■ **Excerpt**:
☆ ☆ ☆

How to identify the array addresses in NetCDF/HDF files (for fsspec-reference-maker)?

Hi @martindurant,

I watched your excellent video about the ReferenceFileSystem and took a look at:

Do you have any code/docs/tips on how to find out where the arrays (or compressed arrays) are kept inside a NetCDF/HDF file? Can you use the netCDF4/HDF5 libraries to interrogate the internal structure in order to find these?

Thanks, Ag

2 Likes

Yes indeed, and this is what the hdf module in that repo exactly does, using h5py. You can run it pretty much like a script (on a pangeo-forge recipe) for individual files and combine them into aggregate datasets too (in the combine module).

2 Likes

Thanks @martindurant, that’s great.

Can it do all this by only reading the NetCDF Header?

2 Likes

Correct, it only reads the metadata (which is generally spread throughout the file - it’s only all in the header if you are lucky).

2 Likes

Thanks @martindurant

It works first time on a random ERA5 file I tested. Looks really promising.

2 Likes

Great! Keep us informed or open an issue at reference-maker with problems or success :slight_smile:

I recommend using cache_type="first" when using fsspec to open files to pass to h5py, since most of the metadata tends to be at the start of the file, and other metadata pieces are randomly scattered, so read-ahead doesn’t help.

2 Likes

☆ ☆ ☆

■ **Material**:
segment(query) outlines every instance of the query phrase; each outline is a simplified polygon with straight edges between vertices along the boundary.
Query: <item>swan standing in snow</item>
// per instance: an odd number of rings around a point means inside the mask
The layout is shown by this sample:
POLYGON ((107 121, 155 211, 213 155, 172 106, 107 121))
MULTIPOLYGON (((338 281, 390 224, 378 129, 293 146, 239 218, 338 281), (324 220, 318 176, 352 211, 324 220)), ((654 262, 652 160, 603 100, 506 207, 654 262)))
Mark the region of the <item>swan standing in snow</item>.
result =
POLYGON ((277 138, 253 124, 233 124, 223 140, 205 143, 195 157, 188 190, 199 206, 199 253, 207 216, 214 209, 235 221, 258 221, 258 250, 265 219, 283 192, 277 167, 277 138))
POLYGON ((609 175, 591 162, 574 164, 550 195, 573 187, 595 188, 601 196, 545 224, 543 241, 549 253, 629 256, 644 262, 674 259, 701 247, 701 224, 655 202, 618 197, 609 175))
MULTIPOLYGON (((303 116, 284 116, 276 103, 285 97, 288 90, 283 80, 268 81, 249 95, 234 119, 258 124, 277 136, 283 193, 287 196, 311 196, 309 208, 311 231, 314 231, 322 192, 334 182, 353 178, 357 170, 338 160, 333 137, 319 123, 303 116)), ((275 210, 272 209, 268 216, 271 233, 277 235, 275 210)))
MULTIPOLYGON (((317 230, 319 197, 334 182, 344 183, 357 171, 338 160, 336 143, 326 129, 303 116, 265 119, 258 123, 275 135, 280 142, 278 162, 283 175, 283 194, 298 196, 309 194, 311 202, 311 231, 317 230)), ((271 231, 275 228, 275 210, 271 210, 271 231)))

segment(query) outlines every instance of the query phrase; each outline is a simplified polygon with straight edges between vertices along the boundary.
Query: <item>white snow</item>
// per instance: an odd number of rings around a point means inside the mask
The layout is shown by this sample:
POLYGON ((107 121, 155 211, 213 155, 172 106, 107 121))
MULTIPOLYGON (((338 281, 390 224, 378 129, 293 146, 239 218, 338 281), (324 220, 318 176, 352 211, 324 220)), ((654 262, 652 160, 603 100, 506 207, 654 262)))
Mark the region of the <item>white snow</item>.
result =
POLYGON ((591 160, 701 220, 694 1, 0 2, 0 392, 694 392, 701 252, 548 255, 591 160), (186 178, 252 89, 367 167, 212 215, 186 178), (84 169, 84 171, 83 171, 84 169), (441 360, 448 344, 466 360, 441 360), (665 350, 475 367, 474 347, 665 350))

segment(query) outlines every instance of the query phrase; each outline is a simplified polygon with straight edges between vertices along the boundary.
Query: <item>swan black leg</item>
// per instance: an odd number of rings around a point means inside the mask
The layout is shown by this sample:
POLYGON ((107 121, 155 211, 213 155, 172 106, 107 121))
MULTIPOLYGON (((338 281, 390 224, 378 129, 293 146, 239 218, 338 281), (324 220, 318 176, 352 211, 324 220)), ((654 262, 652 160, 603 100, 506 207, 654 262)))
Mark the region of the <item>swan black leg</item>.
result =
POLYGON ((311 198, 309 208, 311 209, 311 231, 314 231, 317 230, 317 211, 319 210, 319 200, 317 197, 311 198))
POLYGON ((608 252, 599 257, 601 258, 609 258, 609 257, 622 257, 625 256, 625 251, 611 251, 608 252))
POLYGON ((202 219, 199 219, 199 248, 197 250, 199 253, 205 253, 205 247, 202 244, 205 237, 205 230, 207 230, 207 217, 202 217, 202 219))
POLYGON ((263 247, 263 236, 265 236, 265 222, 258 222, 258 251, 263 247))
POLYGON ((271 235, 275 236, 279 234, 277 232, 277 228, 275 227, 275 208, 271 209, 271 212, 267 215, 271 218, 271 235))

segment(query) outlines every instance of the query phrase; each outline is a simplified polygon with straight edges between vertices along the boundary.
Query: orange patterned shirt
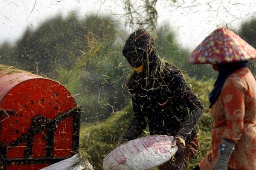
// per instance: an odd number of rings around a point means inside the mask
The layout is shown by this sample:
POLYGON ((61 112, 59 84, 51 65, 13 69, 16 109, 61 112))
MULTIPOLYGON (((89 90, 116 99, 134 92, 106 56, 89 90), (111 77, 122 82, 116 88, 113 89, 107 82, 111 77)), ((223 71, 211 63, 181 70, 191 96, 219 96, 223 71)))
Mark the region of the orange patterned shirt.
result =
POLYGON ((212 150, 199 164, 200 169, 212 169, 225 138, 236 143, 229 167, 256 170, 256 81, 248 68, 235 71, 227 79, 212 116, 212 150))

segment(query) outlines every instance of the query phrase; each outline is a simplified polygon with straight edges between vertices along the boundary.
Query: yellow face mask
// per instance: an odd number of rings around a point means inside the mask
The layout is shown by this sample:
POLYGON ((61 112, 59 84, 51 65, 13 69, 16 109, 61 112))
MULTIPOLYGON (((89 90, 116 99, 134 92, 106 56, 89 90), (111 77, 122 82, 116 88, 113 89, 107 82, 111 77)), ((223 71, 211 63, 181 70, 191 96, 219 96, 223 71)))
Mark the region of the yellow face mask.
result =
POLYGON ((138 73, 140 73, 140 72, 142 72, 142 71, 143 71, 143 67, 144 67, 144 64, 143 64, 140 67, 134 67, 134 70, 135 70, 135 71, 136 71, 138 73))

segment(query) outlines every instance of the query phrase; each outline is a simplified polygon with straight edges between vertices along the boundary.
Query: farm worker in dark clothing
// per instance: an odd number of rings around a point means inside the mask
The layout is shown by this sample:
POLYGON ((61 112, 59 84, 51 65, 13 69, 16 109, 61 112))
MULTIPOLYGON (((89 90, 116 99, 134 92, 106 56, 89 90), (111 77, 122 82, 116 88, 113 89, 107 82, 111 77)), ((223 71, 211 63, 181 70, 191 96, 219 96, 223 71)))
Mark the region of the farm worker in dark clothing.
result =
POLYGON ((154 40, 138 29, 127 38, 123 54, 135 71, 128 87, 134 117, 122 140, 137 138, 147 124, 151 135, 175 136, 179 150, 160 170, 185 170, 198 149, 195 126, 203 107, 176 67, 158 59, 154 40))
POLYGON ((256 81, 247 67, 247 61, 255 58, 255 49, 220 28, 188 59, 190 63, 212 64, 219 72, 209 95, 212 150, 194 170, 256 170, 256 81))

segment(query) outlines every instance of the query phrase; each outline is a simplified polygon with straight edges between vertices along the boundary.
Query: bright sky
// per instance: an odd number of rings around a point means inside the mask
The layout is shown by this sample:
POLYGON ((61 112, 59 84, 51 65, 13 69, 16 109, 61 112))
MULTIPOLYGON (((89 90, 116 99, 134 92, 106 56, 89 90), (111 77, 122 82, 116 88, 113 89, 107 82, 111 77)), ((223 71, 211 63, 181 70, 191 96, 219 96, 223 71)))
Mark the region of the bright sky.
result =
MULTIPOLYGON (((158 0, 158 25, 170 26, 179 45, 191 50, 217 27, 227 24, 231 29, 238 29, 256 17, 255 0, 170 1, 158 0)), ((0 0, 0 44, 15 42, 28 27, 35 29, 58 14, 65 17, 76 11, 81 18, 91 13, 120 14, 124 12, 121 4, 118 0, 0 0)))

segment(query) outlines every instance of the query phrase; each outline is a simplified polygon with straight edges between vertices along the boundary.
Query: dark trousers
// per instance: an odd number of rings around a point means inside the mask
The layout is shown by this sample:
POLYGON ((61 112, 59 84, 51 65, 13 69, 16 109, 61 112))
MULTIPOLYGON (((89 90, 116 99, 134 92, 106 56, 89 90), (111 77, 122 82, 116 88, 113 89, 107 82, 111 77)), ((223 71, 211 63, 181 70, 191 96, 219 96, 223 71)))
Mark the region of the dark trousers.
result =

☆ ☆ ☆

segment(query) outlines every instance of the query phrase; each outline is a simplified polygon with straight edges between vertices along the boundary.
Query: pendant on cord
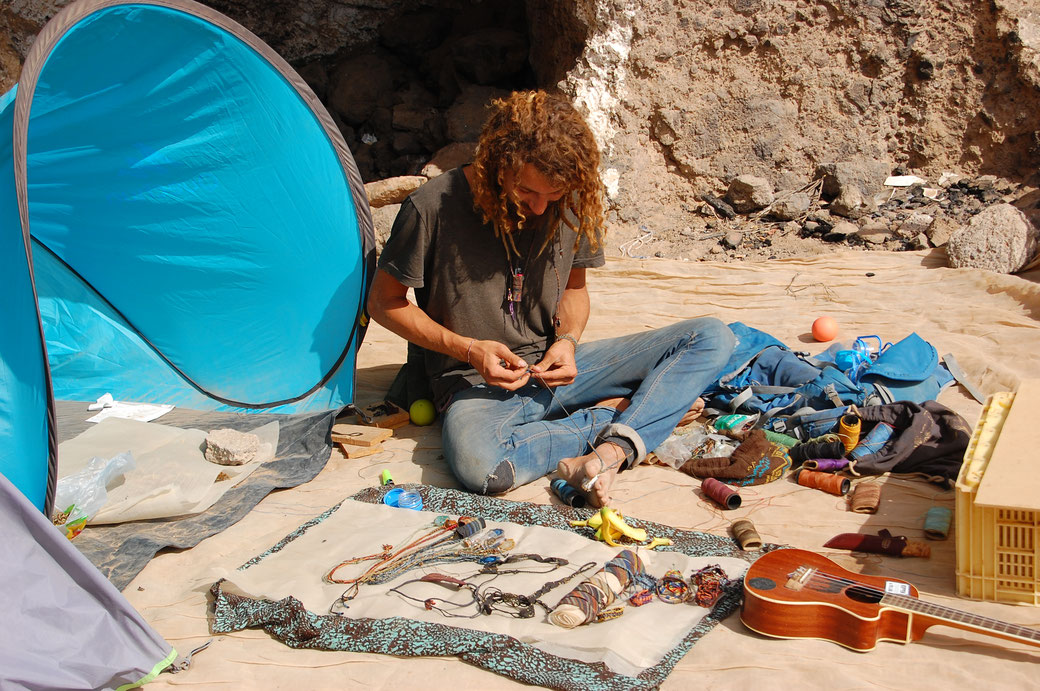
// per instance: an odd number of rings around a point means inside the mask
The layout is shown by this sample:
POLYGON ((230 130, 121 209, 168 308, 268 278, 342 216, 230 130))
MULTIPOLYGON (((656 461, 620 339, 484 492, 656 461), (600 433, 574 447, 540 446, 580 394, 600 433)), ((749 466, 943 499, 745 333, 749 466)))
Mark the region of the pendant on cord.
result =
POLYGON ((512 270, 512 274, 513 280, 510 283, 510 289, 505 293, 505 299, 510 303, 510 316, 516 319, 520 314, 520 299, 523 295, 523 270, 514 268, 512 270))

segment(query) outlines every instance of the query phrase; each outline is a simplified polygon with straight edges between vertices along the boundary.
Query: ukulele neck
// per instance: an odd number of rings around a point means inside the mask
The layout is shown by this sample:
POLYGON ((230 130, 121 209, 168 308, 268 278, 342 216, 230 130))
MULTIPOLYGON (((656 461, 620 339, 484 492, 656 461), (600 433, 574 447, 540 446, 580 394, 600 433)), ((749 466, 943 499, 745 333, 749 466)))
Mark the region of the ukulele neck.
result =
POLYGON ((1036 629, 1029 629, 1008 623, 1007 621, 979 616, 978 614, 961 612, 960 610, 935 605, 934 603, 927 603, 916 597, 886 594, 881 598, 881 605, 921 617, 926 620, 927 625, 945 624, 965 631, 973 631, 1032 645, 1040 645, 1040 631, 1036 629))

☆ ☆ ☆

■ **Brief**:
Answer these from the thread about finding array addresses in NetCDF/HDF files:
1. Which library does the hdf module use?
2. What file did the person asking test it on?
3. What cache_type setting is recommended when opening files with fsspec to pass to h5py?

■ **Result for this task**:
1. h5py
2. A random ERA5 file
3. cache_type="first"